━━━━━ Information shown ━━━━━
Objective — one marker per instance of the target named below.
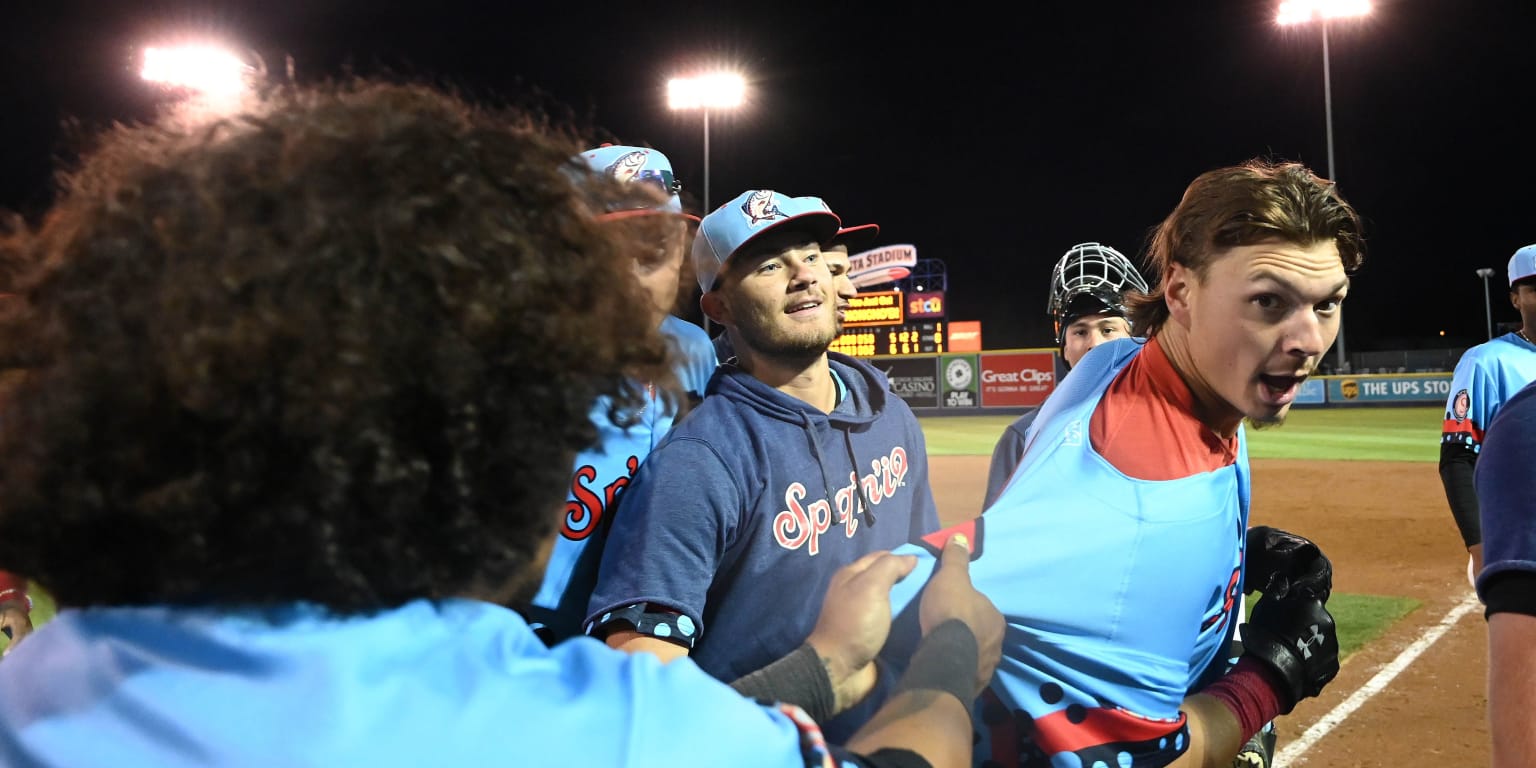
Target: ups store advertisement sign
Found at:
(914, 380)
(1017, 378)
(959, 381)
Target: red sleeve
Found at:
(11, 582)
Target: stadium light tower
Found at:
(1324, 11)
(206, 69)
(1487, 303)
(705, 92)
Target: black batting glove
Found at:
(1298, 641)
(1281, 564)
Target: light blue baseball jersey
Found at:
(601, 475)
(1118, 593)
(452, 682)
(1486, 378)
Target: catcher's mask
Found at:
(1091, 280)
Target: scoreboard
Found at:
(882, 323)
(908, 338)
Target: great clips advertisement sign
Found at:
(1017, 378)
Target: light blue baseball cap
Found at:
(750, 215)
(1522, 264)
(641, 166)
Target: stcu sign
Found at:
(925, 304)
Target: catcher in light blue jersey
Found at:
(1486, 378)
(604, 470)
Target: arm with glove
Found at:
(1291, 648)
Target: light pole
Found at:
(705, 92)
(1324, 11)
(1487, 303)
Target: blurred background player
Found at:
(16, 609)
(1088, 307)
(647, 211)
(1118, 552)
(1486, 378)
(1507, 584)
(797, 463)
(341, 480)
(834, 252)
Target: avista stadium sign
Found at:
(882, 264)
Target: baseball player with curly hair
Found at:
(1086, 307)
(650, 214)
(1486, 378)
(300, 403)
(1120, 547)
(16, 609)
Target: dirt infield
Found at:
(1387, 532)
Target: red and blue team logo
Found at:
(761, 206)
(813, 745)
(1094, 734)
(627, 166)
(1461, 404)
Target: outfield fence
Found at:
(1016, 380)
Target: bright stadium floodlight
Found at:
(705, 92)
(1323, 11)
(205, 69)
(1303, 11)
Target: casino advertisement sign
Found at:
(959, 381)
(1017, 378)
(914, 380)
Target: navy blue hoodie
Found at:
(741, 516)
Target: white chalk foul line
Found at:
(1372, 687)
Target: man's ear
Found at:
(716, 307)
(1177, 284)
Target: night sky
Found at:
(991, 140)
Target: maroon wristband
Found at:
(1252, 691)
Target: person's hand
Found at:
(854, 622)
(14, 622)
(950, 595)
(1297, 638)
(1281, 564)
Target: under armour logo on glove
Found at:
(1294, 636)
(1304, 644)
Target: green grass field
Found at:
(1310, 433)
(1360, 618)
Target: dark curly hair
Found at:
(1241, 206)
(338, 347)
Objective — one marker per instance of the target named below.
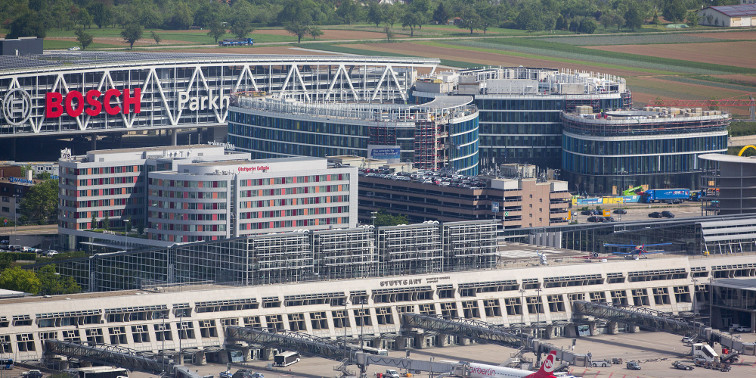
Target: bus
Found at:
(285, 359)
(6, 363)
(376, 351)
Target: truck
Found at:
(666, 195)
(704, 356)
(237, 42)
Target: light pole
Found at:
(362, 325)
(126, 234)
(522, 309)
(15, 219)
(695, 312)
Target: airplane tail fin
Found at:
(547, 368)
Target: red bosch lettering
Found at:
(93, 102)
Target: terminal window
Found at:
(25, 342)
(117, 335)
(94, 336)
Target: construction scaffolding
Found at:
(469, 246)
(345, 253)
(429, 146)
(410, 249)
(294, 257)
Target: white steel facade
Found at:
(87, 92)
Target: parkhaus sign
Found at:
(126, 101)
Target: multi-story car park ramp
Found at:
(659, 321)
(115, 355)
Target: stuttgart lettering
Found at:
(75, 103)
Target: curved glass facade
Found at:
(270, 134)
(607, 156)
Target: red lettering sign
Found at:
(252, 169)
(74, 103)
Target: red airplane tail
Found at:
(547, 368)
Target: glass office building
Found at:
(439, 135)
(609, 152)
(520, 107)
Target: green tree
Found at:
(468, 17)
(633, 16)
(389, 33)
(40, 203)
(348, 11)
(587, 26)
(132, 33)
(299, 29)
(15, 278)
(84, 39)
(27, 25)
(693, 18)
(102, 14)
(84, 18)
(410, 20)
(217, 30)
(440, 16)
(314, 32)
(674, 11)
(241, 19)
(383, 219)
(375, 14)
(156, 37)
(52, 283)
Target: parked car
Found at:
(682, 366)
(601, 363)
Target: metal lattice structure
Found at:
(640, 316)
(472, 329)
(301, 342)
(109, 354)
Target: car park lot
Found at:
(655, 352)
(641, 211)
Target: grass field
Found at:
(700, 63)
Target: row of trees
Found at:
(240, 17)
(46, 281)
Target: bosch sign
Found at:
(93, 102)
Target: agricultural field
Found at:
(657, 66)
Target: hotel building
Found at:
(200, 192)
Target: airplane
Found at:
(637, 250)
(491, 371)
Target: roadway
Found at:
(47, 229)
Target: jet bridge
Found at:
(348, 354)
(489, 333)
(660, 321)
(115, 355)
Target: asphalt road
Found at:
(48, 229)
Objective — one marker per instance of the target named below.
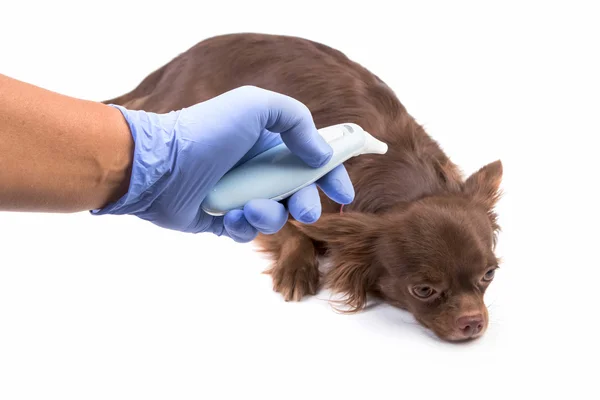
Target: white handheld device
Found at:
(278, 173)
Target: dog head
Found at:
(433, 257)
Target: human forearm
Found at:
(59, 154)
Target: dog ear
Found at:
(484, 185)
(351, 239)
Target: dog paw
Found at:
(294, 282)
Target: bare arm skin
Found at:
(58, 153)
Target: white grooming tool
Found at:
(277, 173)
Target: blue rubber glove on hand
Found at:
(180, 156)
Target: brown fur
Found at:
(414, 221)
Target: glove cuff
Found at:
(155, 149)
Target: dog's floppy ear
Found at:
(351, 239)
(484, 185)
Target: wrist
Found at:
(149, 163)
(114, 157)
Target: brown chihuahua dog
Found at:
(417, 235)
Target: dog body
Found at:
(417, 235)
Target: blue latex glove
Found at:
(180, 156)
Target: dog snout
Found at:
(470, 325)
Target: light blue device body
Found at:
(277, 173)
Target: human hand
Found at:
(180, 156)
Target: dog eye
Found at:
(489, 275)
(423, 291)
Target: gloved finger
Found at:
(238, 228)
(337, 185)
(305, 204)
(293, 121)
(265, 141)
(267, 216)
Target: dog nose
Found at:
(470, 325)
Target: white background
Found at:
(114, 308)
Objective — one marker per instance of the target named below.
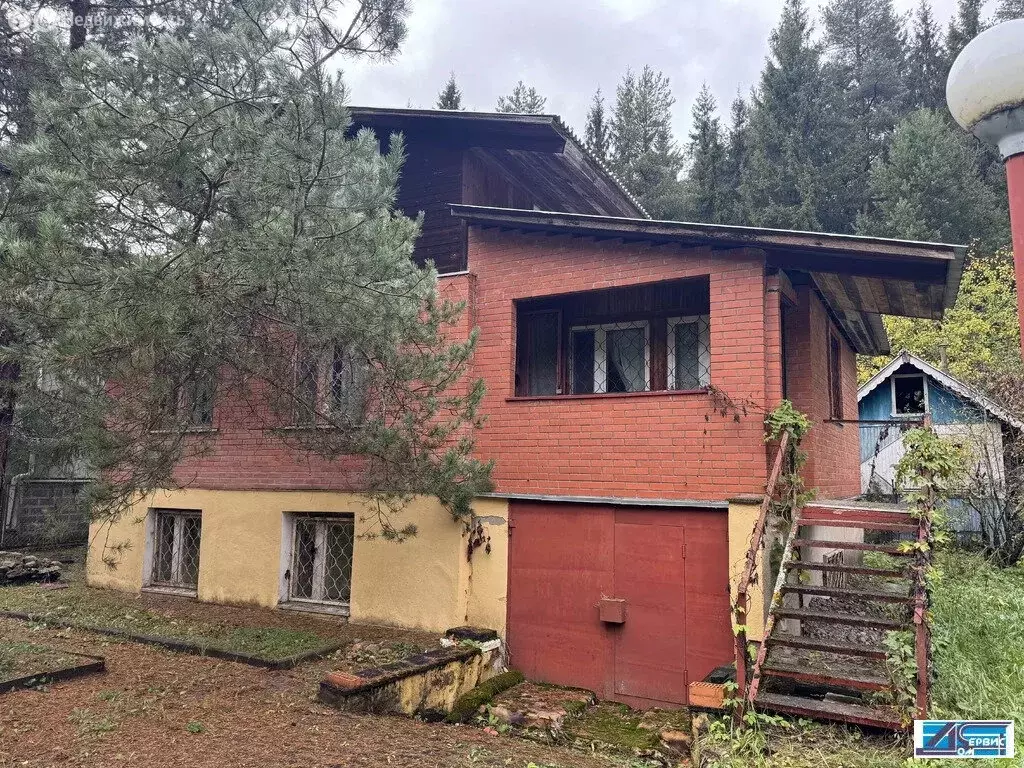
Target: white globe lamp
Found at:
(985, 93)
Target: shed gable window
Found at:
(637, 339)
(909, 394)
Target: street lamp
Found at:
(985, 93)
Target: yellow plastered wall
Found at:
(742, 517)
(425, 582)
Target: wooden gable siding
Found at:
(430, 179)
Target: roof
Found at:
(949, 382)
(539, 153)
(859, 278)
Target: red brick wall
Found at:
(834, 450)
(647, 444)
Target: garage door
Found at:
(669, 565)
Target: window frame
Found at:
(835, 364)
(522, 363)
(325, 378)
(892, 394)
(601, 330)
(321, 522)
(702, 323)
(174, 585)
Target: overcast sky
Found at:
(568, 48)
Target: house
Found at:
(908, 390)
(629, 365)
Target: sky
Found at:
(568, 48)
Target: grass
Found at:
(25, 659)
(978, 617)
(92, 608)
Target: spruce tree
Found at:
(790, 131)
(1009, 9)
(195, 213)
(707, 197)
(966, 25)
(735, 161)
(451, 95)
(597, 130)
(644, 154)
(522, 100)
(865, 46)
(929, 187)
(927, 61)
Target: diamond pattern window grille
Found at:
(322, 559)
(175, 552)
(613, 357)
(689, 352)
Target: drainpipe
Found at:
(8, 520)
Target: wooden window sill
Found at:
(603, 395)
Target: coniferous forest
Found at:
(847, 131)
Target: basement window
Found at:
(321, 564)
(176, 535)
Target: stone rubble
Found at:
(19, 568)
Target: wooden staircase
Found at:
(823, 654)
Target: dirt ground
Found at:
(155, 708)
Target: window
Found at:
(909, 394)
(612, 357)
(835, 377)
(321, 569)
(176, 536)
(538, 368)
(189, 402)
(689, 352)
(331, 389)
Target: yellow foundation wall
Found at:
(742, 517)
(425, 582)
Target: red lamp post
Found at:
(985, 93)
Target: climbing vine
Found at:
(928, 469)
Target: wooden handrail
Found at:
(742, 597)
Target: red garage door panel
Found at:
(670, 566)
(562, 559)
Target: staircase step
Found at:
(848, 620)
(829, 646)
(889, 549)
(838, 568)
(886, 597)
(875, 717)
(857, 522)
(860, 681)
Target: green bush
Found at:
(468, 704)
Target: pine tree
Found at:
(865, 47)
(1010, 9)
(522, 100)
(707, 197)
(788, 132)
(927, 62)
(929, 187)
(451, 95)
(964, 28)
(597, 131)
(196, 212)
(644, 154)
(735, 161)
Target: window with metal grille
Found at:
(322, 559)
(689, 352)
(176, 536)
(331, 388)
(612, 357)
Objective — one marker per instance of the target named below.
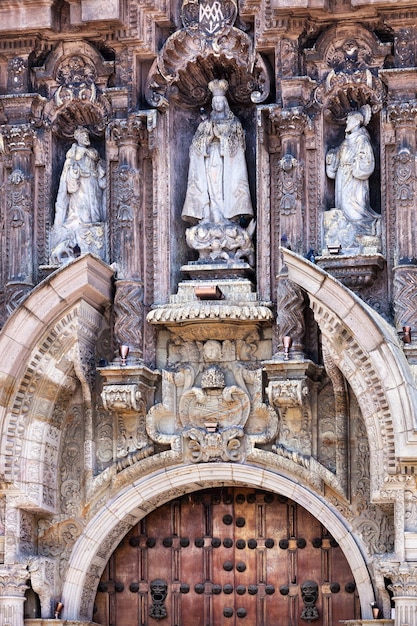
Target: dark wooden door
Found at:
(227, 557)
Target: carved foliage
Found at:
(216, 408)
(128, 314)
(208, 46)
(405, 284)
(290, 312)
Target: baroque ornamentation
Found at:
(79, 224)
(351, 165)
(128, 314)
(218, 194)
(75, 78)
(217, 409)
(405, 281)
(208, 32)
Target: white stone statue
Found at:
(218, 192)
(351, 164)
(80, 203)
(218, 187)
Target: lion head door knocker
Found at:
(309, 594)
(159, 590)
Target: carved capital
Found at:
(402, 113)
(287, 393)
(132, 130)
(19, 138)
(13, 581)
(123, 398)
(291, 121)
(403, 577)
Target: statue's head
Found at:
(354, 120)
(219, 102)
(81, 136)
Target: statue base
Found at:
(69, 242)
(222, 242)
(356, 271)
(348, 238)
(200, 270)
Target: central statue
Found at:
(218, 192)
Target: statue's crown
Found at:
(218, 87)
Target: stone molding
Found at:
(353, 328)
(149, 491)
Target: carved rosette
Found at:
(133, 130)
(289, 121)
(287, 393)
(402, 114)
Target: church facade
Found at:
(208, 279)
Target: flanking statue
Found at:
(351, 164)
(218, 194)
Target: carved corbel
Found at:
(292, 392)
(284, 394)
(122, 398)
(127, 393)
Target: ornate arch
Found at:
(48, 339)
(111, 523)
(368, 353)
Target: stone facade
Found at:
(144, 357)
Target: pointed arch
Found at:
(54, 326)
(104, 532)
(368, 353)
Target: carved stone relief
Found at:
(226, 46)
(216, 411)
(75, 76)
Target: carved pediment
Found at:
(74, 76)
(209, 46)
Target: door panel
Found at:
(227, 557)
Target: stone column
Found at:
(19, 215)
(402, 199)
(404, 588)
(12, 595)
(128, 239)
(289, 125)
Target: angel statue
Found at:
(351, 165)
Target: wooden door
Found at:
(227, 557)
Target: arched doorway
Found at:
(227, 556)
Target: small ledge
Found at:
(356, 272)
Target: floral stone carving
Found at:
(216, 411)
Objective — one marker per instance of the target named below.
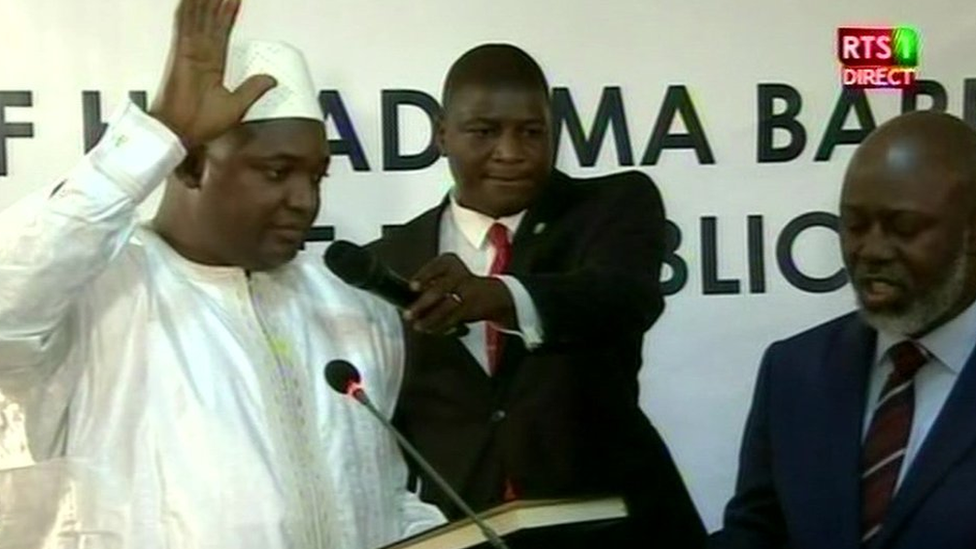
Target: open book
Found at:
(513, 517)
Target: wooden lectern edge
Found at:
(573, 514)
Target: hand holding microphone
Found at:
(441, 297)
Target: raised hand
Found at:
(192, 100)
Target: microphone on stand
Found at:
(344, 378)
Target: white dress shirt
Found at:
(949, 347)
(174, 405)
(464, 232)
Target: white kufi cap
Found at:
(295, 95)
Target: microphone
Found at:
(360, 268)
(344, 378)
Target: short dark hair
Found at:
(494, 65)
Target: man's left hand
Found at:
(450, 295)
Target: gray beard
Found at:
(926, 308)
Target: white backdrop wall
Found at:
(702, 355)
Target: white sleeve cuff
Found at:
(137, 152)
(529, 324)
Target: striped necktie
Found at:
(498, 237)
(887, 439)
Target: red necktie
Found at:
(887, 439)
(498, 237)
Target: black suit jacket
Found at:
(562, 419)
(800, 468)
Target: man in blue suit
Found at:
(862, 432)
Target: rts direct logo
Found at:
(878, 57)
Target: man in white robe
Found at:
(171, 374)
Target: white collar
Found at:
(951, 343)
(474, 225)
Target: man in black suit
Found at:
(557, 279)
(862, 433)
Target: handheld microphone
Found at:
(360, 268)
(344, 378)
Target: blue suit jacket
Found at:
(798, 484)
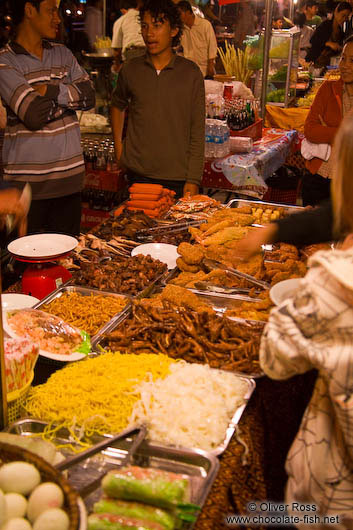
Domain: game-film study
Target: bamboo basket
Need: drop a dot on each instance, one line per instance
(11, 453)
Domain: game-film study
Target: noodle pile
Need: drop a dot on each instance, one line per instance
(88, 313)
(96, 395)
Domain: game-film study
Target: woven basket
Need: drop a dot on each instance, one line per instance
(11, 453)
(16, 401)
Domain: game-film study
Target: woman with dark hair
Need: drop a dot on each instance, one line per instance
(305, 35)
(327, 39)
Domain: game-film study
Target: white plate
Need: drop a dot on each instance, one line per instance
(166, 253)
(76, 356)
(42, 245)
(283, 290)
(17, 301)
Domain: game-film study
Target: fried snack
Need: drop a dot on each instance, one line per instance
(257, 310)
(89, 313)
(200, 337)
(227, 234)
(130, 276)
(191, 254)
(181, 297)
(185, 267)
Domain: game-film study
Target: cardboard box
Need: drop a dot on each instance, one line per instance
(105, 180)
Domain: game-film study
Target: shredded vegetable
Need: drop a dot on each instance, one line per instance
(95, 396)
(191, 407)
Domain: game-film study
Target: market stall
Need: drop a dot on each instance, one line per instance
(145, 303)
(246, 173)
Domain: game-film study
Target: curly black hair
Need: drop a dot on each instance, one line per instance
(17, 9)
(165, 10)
━━━━━
## What you need to do
Return each line from the data where the string "background" can be found.

## Response to the exercise
Target: blurred background player
Target: white background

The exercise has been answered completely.